#### Task statement:
All records should be written out again exactly.

Records contained in a dataset
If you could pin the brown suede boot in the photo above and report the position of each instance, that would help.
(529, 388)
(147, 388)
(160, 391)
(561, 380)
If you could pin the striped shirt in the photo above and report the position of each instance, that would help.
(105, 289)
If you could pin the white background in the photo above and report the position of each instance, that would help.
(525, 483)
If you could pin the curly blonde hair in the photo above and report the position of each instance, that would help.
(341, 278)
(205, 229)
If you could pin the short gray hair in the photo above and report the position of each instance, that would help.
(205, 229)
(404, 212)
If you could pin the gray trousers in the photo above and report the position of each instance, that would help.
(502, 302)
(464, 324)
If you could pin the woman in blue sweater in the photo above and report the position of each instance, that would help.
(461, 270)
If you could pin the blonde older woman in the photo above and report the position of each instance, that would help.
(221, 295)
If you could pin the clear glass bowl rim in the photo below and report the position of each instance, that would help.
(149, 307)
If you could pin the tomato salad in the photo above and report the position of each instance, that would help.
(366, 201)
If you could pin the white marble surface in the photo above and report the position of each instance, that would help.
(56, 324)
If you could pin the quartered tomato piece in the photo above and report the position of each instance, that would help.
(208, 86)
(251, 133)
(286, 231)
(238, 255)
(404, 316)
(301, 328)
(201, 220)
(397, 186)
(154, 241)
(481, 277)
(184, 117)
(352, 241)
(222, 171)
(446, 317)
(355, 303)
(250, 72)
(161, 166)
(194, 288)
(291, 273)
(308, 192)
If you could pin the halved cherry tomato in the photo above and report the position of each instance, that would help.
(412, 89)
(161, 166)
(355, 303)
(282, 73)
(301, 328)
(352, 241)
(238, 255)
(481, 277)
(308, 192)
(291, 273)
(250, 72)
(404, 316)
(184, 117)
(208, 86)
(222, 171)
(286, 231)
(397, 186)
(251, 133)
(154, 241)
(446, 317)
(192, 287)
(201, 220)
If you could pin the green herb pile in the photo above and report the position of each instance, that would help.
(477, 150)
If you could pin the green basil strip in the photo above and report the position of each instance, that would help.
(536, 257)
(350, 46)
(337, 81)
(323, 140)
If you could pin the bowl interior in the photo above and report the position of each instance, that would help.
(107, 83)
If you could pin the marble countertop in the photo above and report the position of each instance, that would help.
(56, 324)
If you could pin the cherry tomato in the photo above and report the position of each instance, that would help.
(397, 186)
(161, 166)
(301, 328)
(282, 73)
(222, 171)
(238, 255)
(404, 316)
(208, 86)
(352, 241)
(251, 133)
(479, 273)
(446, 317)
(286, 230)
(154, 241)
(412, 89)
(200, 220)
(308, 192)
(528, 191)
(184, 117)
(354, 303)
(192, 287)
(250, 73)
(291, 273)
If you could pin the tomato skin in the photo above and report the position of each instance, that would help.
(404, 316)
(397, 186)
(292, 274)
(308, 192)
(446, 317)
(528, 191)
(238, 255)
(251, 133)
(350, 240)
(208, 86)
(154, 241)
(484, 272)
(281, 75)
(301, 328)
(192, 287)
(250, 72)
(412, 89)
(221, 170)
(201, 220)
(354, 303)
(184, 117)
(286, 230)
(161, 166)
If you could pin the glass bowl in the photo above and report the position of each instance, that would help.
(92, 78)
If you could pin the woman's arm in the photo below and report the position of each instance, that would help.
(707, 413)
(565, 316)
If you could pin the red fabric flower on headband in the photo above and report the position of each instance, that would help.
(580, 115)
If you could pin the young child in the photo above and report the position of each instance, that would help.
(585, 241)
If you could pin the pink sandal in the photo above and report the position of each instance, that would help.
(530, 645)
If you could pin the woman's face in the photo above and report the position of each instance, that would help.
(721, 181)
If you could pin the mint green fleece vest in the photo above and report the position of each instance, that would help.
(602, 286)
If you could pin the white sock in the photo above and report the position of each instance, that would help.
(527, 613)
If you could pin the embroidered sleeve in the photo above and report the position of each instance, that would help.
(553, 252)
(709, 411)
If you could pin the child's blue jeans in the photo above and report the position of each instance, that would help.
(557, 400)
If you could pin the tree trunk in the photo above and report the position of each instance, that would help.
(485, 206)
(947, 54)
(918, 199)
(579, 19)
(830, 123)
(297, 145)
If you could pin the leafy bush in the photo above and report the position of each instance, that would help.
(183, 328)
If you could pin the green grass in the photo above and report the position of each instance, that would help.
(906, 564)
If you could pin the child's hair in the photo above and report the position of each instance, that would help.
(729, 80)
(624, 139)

#### Output:
If you could pin the brown suede boot in the photo above and report the position of each instance, that would help.
(529, 388)
(147, 388)
(160, 391)
(561, 380)
If you could pin the striped shirt in the photo above and report the position of each instance, that would help.
(105, 289)
If you could pin the white background in the photo above and report the position of each instance, that would help.
(525, 483)
If you could pin the curly blonde hair in the photo above and report the position of each instance, that would help.
(341, 278)
(205, 229)
If you could pin the short gray hair in the photo above and report the position of each instance, that would help.
(205, 229)
(404, 212)
If you could pin the gray trousers in the photo above and report the position of each instance, that would help.
(502, 302)
(464, 324)
If you could pin the woman in blue sweater in the photo above and report the position of each instance, that would help.
(461, 270)
If you could pin the blonde older woman in the photo above and report the position of each instance, that would help.
(221, 295)
If you could pin the clear glass bowl rim in the photo below and report the position of each instance, that would help.
(149, 307)
If you could pin the tomato salad in the photo above and report the position of each instance, that would help.
(366, 201)
If you could pin the white marble surface in the photo above and report the position of each instance, that would help.
(56, 324)
If you could pin the quartered tomato piece in the photo above and report the position of each instance, that would help.
(208, 86)
(251, 133)
(286, 231)
(238, 255)
(404, 316)
(301, 328)
(201, 220)
(397, 186)
(154, 241)
(481, 277)
(184, 117)
(352, 241)
(222, 171)
(446, 317)
(355, 303)
(250, 72)
(161, 166)
(194, 288)
(291, 273)
(308, 192)
If you could pin the halved cherry tomato in the photo above and report the position of each instance, that would help.
(412, 89)
(161, 166)
(355, 303)
(282, 73)
(301, 328)
(352, 241)
(238, 255)
(481, 277)
(308, 192)
(291, 273)
(250, 72)
(404, 316)
(184, 117)
(208, 86)
(222, 171)
(286, 231)
(397, 186)
(251, 133)
(154, 241)
(446, 317)
(192, 287)
(201, 220)
If you could pin the green herb pile in the photo above and report the position of each instance, that would help.
(477, 150)
If you could pin the green basil strip in the photo above and report the position of each instance, that would help.
(536, 257)
(350, 46)
(337, 81)
(323, 140)
If you could pin the bowl interior in the photo above and report the position of each instance, that would help.
(107, 83)
If you could pin the marble countertop in the photo above and report the position of each instance, that would help.
(56, 324)
If you could pin the cherry tomato in the photo above and report the position of each instance, that would help.
(397, 186)
(161, 166)
(301, 328)
(282, 73)
(222, 171)
(238, 255)
(404, 316)
(208, 86)
(352, 241)
(251, 133)
(479, 273)
(446, 317)
(286, 230)
(154, 241)
(412, 89)
(200, 220)
(308, 192)
(528, 191)
(184, 117)
(354, 303)
(192, 287)
(250, 73)
(291, 273)
If you could pin the tomato skin in the photo above and report the position of each instance, that would help.
(404, 316)
(397, 186)
(292, 274)
(308, 192)
(446, 317)
(528, 191)
(238, 255)
(251, 133)
(350, 240)
(208, 86)
(154, 241)
(484, 272)
(281, 75)
(301, 328)
(192, 287)
(250, 72)
(412, 89)
(221, 170)
(201, 220)
(354, 303)
(184, 117)
(286, 230)
(161, 166)
If you could pin the glass bowl in the photo above and report the position of each instance, that would help.
(92, 78)
If you could pin the woman's arm in the photo below and report the position of each instance, that would help.
(707, 413)
(565, 316)
If you could pin the red fabric flower on headband in the photo above and report the position of each instance, that would help.
(580, 115)
If you could pin the young child in the photo above and report the position of each instance, that would help.
(585, 241)
If you could pin the pink sandal in the photo above and report the position of each instance, that would help.
(530, 645)
If you could pin the woman's face in the photo above and report the position of each instance, that would help.
(721, 181)
If you could pin the mint green fleece vest in the photo above and report the position of each instance, that would help.
(602, 286)
If you could pin the white sock in the photo above and report the position of each instance, that would help.
(527, 613)
If you could pin the embroidered sleeve in the photo above and report the position of each instance, that would help.
(553, 252)
(709, 411)
If you could pin the child's blue jeans in the photo above and report the position of each instance, that would help.
(557, 400)
If you could pin the tree trunk in the photo above and report the position of each instance, that would help.
(485, 206)
(947, 54)
(918, 199)
(579, 19)
(830, 123)
(297, 145)
If you could pin the leafy bush in the photo above and report the position of each instance, that would help.
(183, 328)
If you could pin the green grass in the photo above and report the position of each instance, that would help.
(906, 564)
If you could pin the child's hair in the photo above and report the position of each instance, that would help.
(729, 80)
(624, 139)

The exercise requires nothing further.